• Exercise requirements
**A.** Reproduce the stretch of the cutinase text from "In summary, plant" through "plant surface biology.".
**B.** Write what follows the last sentence of the cutinase text.

• Text provided
In summary, plant cutinases constitute a fascinating and underexplored class of enzymes with pivotal roles in modulating the structure and function of the plant cuticle. These enzymes not only facilitate critical developmental processes such as pollen adhesion and organ separation but also contribute to the plant’s response to environmental stress and pathogen attack. Structurally, plant cutinases share key features with their microbial counterparts, including the α/β hydrolase fold and canonical catalytic triad, yet subtle differences in their domain architecture and substrate specificity reflect specialized adaptations to endogenous substrates. Moreover, the dual functionality of these enzymes—as both modulators of cuticle integrity and potential participants in inter-organismal signaling—places them at the forefront of research aimed at elucidating plant surface biology.

4.4. Cutinase Applications

4.4.1. Degradation of Toxicants and Industrial Applications

Cutinases are used to biodegrade toxic chemicals and pollutants with ester structures [102]. Examples include phthalate esters (phthalates), such as dipentyl phthalate, butyl benzyl phthalate, and di-(2-ethylhexyl)phthalate. Although other esterases can also degrade phthalate esters, they are less efficient than cutinases and may form more toxic by-products [102,103]. Furthermore, cutinase derived from the thermophilic fungus Humicola insolens can degrade 81% of zearalenone and 51% of aflatoxin; however, the end products of these degradations were not specified in the related studies [104]. The incomplete hydrolysis of these pollutants suggests the need for further studies to identify more effective cutinases, either derived from microorganisms or plant resources, and develop recombinant cutinases with enhanced characteristics. However, in some systems, the initial hydrolysis of toxicants by cutinases is followed by microbial assimilation of the resulting degradation products, leading to complete mineralization of pollutants into CO2, water, and other benign compounds [105]. In addition, the formation of enzyme consortia—where cutinases are coupled with oxidative enzymes such as laccases, lignin peroxidases, and manganese peroxidases—has been shown to accelerate the breakdown of complex pesticide molecules and synthetic polymer matrices [106,107]. This integrated approach minimizes the risk of accumulating harmful intermediate products and maximizes the overall efficiency of pollutant degradation. The adaptation of such multifaceted remediation systems is essential for treating environmental matrices that contain a mixture of contaminants with varying chemical properties [107,108].

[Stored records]
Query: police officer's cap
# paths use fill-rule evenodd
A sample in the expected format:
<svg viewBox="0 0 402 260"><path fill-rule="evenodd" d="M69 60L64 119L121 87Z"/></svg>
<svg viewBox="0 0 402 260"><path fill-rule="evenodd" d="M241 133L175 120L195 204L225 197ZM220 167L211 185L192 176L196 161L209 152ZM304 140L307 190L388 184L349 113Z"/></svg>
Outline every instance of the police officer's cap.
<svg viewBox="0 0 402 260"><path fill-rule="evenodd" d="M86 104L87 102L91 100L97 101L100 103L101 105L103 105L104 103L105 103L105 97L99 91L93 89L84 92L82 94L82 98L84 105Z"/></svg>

• Per-task outputs
**A.**
In summary, plant cutinases constitute a fascinating and underexplored class of enzymes with pivotal roles in modulating the structure and function of the plant cuticle. These enzymes not only facilitate critical developmental processes such as pollen adhesion and organ separation but also contribute to the plant’s response to environmental stress and pathogen attack. Structurally, plant cutinases share key features with their microbial counterparts, including the α/β hydrolase fold and canonical catalytic triad, yet subtle differences in their domain architecture and substrate specificity reflect specialized adaptations to endogenous substrates. Moreover, the dual functionality of these enzymes—as both modulators of cuticle integrity and potential participants in inter-organismal signaling—places them at the forefront of research aimed at elucidating plant surface biology.

**B.**
Cutinase was first used in the textile industry to improve the wettability of cotton fibers. The combination of cutinase and pectinase in cotton fiber treatment can reduce costs and wastewater production, replacing the previously used alkali washing method [109,110,111,112]. Additionally, cutinases can be used in the processing of synthetic fibers and leather, replacing traditional physical and chemical methods, simplifying processes, reducing environmental pollution, and lowering energy consumption and costs [109].
One of the most well-documented applications of cutinases is in the textile industry. In bioscouring processes, these enzymes are applied to fabric surfaces to hydrolyze residual cutin and waxes, thereby enhancing hydrophilicity and improving dye uptake and finish quality. The enzymatic treatment is especially valuable because it is performed under mild conditions, avoiding the harsh chemicals and high energy inputs associated with traditional chemical scouring methods [94,108].
In detergent formulations, cutinases are used to enhance the removal of oily and fatty stains by catalyzing the hydrolysis of fats and oils on fabric surfaces. Their activity under both neutral and alkaline conditions, combined with tolerance to surfactants and organic solvents, makes cutinases well suited for use in laundry and dishwashing products [88,108]. Additionally, in the biodiesel industry, cutinases play a critical role in the transesterification of fats and oils, converting them into fatty acid methyl esters under relatively mild reaction conditions compared to conventional chemical catalysts [93].
In food processing, cutinases contribute to the modification of milk fat, thereby enhancing flavor development in dairy products and enabling the synthesis of flavor esters [94,108]. Their ability to catalyze both hydrolysis and synthetic reactions under controlled conditions makes them attractive for the production of oleochemicals, where they can facilitate the conversion of natural fats and oils into value-added chemical intermediates [83,94].
Moreover, cutinases can improve pesticide efficiency, thereby increasing crop yields and reducing pesticide consumption [112]. In sugar mills, chitosan-immobilized cutinases have demonstrated high efficiency in decolorizing molasses wastewater, with decolorization rates as high as 80% [112]. Cutinases can be used as detergents for laundry and dishwashing, in processing plant cuticles to extract natural plant ingredients, and in the hydrolysis of adhesives in the papermaking process [113].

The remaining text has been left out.